> **TRECHO APRESENTADO**
╔══

Pierre Rosa

Meu Palhaço no Bondinho do Pão de Açúcar

Tempo de leitura: 21 minutos



Grande parte do que eu escrevi eu falei nesse vídeo. Se você não souber ler ou tiver sem paciência. APERTA O PLAY

Quanto mais velho eu fico mais eu concordo com os ditados populares. E os ditados que eu não concordo talvez eu vá concordar num futuro. 

“Sempre é tempo de aprender!” Nem sei se isso é um ditado popular, mas segue o baile.

Fui contratado pela empresa do Bondinho do Pão de Açúcar, no Rio de Janeiro, em Julho de 2023 para ser o animador, o palhaço, o Muti-artista ( assim como eles me chamam) no bondinho. 

Porque fui contratado?

As filas de espera são longas no bondinho quando está cheio. O maior tempo de espera que presenciei foi algo perto de 1h30m desde o momento que a pessoa chega na Urca até o momento que embarcar no bondinho para subir para o primeiro morro.  Há também as filas de embarque nos morros, mas isso é outro assunto.

As pessoas, ou melhor, os visitantes/turistas reclamam muito do tempo de espera. E como a empresa não instala mais bondes, a solução encontrada foi colocar algum tipo de entretenimento durante o tempo de espera na fila e esse entretenimento acabou sendo eu.

ANTES DE FECHAR O ACORDO

Numa quarta-feira entraram em contato comigo via direct do Instagram. A mensagem era da Jurema ( o nome da pessoa é outro, vou usar esse para preservar ) ela disse que trabalhava no bondinho e queria falar comigo sobre uma apresentação. 

Como é de praxe, eu respondi, mas não dei muita importância, porque essas mensagens que eu recebo de pessoas querendo contratar apresentações através do IG nunca deram em nada. A pessoa interessada manda mensagem para um milhão de artistas em busca sempre do menor preço, eu nunca peguei um trampo assim. Mas dessa vez, eu me enganei feio! AINDA BEM! heheheehh 

Trocamos algumas mensagens no IG e depois no WhatsApp e marcamos uma reunião no local. Uma visita técnica! 

Na quinta-feira fui conversar com a Jurema lá na Urca, bairro onde fica o Bondinho.

Fazia muito tempo que eu não ia na Urca, na área onde é o bondinho. Quando cheguei lá tinha muita, mas muita gente! Muita gente nas filas. Sim, filas. Várias filas, uma do lado da outra. E todas as filas faziam a volta na esquina!

Não tenho fotos das filas grandes. Essa é uma das poucas que tenho com fila!

╚══

> **OBJETIVOS**
- a) Segundo o relato sobre o palhaço no Bondinho do Pão de Açúcar, qual foi o maior tempo de espera na fila já presenciado?
- b) Retome o relato sobre o palhaço no Bondinho do Pão de Açúcar logo após a última frase apresentada.
Os registros não são usados nesta atividade.

> **REGISTROS FORNECIDOS**
╔══

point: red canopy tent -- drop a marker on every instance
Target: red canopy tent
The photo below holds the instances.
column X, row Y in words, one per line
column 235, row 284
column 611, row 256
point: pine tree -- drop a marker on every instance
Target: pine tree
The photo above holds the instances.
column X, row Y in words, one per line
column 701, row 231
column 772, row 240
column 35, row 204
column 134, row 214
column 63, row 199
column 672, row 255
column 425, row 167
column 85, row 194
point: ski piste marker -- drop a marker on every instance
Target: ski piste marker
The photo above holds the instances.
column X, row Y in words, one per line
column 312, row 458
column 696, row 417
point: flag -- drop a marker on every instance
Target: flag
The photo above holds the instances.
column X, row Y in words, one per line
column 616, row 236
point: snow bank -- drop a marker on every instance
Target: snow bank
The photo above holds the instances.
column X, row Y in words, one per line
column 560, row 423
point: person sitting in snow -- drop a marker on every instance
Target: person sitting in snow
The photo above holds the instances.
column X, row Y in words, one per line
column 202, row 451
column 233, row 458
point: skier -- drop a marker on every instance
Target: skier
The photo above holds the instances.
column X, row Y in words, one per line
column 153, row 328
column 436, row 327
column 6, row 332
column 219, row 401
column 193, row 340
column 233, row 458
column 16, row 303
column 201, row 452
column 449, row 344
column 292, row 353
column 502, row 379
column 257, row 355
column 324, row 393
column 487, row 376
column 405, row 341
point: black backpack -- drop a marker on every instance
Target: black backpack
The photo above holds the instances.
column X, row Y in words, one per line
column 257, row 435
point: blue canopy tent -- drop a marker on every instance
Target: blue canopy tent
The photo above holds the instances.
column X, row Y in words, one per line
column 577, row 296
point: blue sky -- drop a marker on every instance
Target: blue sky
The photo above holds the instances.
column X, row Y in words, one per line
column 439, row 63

╚══

> **RESPOSTAS**
- a) Cerca de 1h30m, desde a chegada à Urca até o embarque no bondinho para subir ao primeiro morro.

- b)
Encontrei a Jurema e começamos a conversar. 

Ela me explico o que queria de mim. A medida que ela falava eu ia pensando o que seria possível fazer.

O QUE ELA QUERIA DE MIM

Parte da conversa que tivemos por telefone é de que eu teria que entreter as pessoas nas filas de espera para embarque no bondinho.

Havia muita reclamação sobre o tempo de espera nas filas e a administração da empresa queria fazer algo para que essa espera se tornasse menos “sofrida”. 

Então quando eu cheguei lá e vi aquele monte de fila eu já comecei a imaginar o que poderia ser feito.

Como eu já tinha trabalhado em hotéis e navios eu entendia o que eles queriam. 

Na época que trabalhei em navio eu até fazia essa função de entreter as pessoas nas filas de desembargue nos portos que parávamos. Então achei que seria algo parecido. Só achei! 

Encontrei a Jurema e também uma colega de trabalho dela, que aqui vou chamar de  Waldirene. 

Elas me mostraram onde eu teria que fazer meu trabalho e explicaram mais a fundo o que esperavam de mim.

Elas queriam que eu fizesse brincadeiras divertidas com as pessoas. Truques de mágicas, piadas, números de interação e o que mais eu pudesse criar.

Sinceramente, quando eu comecei a ver a dimensão do trabalho, meu deu um frio na barriga, daqueles onde eu duvidei se eu seria capaz de fazer.

O mês era Junho, por isso elas queriam que eu estivesse vestido com uma roupa que representasse as festas juninas, mas a única roupa que eu tinha era a minha de palhaço. Foi então….

Foi então que elas disseram que não estavam querendo um palhaço porque achavam que palhaço não era a cara do que elas queriam e também porque elas tinham receio das pessoas não gastarem. 

Uma observação, toda vez que eu falo elas, entenda a empresa. Jurema e Waldirene são as pessoas que representam a empresa, então tudo que “elas” querem e pedem vêm da administração da empresa. 

Voltando a minha roupa. 

Eu senti que elas tentaram ter o maior cuidado ao falar que não era bem um palhaço que elas queriam ali, e sim uma figura, uma personagem para alegrar as pessoas. Parecia que elas tinham problema com a figura do palhaço.

Como o tempo para começar o trabalho era curto, eu não conseguiria encontrar um figurino que pudesse se adequar ao pedido delas. 

Eu enviei varias fotos da roupa do meu palhaço e elas aprovaram.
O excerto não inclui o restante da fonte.